▸ **PASSAGE TO READ**
If i had a little bit more time then UD PP on lids and then the lightest shade in the Dior Incognito eyeshadow pallete all over eye area and the light brown shade all over lid.


----------



## ambidextrous (Sep 3, 2005)

* Studio Fix in NC15, I simply love SF, makes my oily, acne-prone skin instantly better looking
* black khol pencil, to draw eyes on ^^
* MAC e/s in Plumage (almost black blue-green) and Carbon (matte black)
* Q- Tips to apply e/s
* Artdeco Eyeshadow Base (makes every eye MU last longer!)
* lipbalm (don't have a fav brand yet, every balm I have is only blah)
* black Mascara (same as with lipbalm)
* Oyster Girl Lipglass, my fave lipstuff 
	

	
	
		
		

		
			




* MAC Eyebrow Pencil in Velvetone

if the bag was big enough I'd take my 2 MAC Brushes #266 with me (one for eyebrows, one for eyeliner), one #219 instead of Q-Tips, my self blended blush and #129 brush for applying it


----------



## Onederland (Sep 3, 2005)

blotting paper and YSL Touche Elcat. Thats all i need. Hahaha...


----------



## Insomiac (Sep 3, 2005)

Mine would be:

- Fix+
- Studio Fix (C35)
- Studio Finish Concealer (A MUST!)
- Blot Powder (Medium Dark)


----------



## stevoulina (Sep 3, 2005)

*Neutrogena Healthy Skin Enhancer in Light to Neutral
*MAC Blot Powder in Medium
*L'Oreal Blush Delice in 02 Rosy Cheeks
*Seventeen Silky Shadow in ? (a beige color)
*Prestige Waterproof Automatic Eyeliner in Black
*Maybelline Lash Expansion Mascara in Very Black
*Maybelline Lash Expansion Waterproof Mascara in Soft Black
*Revlon Super Lustrous Lip Gloss in Nude Lustre


----------



## caffn8me (Sep 3, 2005)

At the bare minimum;

Brow Set in Clear 
Select Cover-Up concealer in NW25 
Lipgloss in Viva Glam V 
The grab kit that lives in my travel bag contains the above items plus;

Eyeshadow in Cork 
Eyeshadow in Raizin 
Eyeshadow in Brule 
Pro Lash in Coal Black 
Blot Powder in Medium 
Matte 
Powerpoint in Engraved 
Lipstick in Underground


----------



## user2 (Sep 3, 2005)

* Clinique Moisture Surge Extra cream
* Studio Tech NC15
* MSF in Stereo Rose
* Pigment in Deckchair
* Pink Papillon e/s
* Mascara X
* Lipgelée in Slicked Pink

And that's about it...


----------



## Juneplum (Sep 3, 2005)

for me:

studio fix or blot powder
MSF in stereo rose
VG V l/g

and i'm done


----------



## Cedar (Sep 3, 2005)

Moisturizer with SPF15
NC15 Studio Fix
whatever mascara I'm into at the time; right now it's Maybelline Full N' Soft
Stila Shadow Pot in Honey, because I can apply it with my fingers
Teddy e/k
Wonderstruck l/g
NARS Torrid blush


----------



## faithhopelove24 (Sep 3, 2005)

▸ **DATA SUPPLIED**
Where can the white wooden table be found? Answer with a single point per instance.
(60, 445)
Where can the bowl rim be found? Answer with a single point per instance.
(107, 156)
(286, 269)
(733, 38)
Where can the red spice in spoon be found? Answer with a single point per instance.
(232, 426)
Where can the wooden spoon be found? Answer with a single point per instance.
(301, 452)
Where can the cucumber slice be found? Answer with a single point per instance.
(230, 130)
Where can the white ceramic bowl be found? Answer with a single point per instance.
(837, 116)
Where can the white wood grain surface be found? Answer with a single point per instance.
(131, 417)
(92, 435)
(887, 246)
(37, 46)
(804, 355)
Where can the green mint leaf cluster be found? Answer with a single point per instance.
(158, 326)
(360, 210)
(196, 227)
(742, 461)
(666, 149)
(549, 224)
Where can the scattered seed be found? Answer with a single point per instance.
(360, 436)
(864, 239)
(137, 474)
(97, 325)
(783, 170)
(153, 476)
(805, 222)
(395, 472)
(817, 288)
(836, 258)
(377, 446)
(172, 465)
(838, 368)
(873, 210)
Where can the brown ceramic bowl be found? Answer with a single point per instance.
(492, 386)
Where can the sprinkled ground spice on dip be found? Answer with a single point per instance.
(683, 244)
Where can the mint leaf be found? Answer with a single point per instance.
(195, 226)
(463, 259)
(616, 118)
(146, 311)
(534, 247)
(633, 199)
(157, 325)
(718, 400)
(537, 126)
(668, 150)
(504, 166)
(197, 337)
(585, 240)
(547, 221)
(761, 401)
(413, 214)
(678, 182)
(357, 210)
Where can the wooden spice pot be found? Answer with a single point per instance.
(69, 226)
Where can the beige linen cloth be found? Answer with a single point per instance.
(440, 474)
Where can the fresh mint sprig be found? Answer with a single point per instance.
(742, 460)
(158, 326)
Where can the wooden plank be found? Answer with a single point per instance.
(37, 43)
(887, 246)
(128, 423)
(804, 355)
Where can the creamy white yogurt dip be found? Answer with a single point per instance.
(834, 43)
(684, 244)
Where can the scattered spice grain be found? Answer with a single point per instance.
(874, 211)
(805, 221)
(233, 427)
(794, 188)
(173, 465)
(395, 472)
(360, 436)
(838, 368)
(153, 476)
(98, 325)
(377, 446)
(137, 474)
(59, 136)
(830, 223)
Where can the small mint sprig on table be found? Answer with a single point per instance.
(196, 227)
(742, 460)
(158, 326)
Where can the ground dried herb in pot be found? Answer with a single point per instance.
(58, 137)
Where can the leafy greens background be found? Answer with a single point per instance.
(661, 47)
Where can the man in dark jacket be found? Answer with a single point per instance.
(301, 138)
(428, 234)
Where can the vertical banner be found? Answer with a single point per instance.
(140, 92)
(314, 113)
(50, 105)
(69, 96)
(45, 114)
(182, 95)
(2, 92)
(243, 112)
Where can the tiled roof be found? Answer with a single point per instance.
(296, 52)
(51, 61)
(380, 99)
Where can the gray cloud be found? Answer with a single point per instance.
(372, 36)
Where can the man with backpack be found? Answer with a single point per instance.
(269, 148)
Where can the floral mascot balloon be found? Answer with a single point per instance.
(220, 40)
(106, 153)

▸ **PARTS OF THE EXERCISE**
- 1) Using the makeup thread, explain in one to three sentences why Cedar includes the Stila Shadow Pot in Honey.
- 2) In the makeup thread, what shade of Select Cover-Up concealer does caffn8me list?
The records come from a source other than the makeup thread.

▸ **OUTPUTS IN ORDER**
- 1) Cedar includes the Stila Shadow Pot in Honey because it can be applied with the fingers.

- 2) NW25.